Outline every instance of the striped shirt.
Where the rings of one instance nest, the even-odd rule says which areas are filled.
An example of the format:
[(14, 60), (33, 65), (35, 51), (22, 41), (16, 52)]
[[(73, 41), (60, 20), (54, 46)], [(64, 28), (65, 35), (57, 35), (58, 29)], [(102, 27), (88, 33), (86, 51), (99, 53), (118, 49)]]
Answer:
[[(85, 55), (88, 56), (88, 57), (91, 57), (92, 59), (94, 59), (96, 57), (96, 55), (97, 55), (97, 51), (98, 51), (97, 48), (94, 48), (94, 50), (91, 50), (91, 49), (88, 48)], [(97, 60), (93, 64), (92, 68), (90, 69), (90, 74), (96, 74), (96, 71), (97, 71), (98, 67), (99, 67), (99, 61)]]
::::
What is expected:
Rewrite the rows above, changing "striped shirt" to "denim jacket" and leaving everything else as it is.

Response:
Outline every instance of the denim jacket.
Where the rings of one instance nest, the even-odd rule says which areas are filled.
An example of the format:
[(14, 60), (33, 65), (35, 51), (22, 41), (16, 52)]
[[(73, 41), (60, 20), (54, 46)], [(64, 28), (65, 35), (57, 35), (58, 29)], [(102, 27), (88, 33), (86, 51), (99, 53), (118, 49)]]
Answer:
[[(85, 55), (88, 56), (88, 57), (91, 57), (92, 59), (94, 59), (96, 57), (96, 55), (97, 55), (97, 51), (98, 51), (97, 48), (94, 48), (94, 50), (91, 50), (91, 49), (88, 48)], [(97, 60), (93, 64), (92, 68), (90, 69), (90, 74), (96, 74), (96, 71), (97, 71), (98, 67), (99, 67), (99, 61)]]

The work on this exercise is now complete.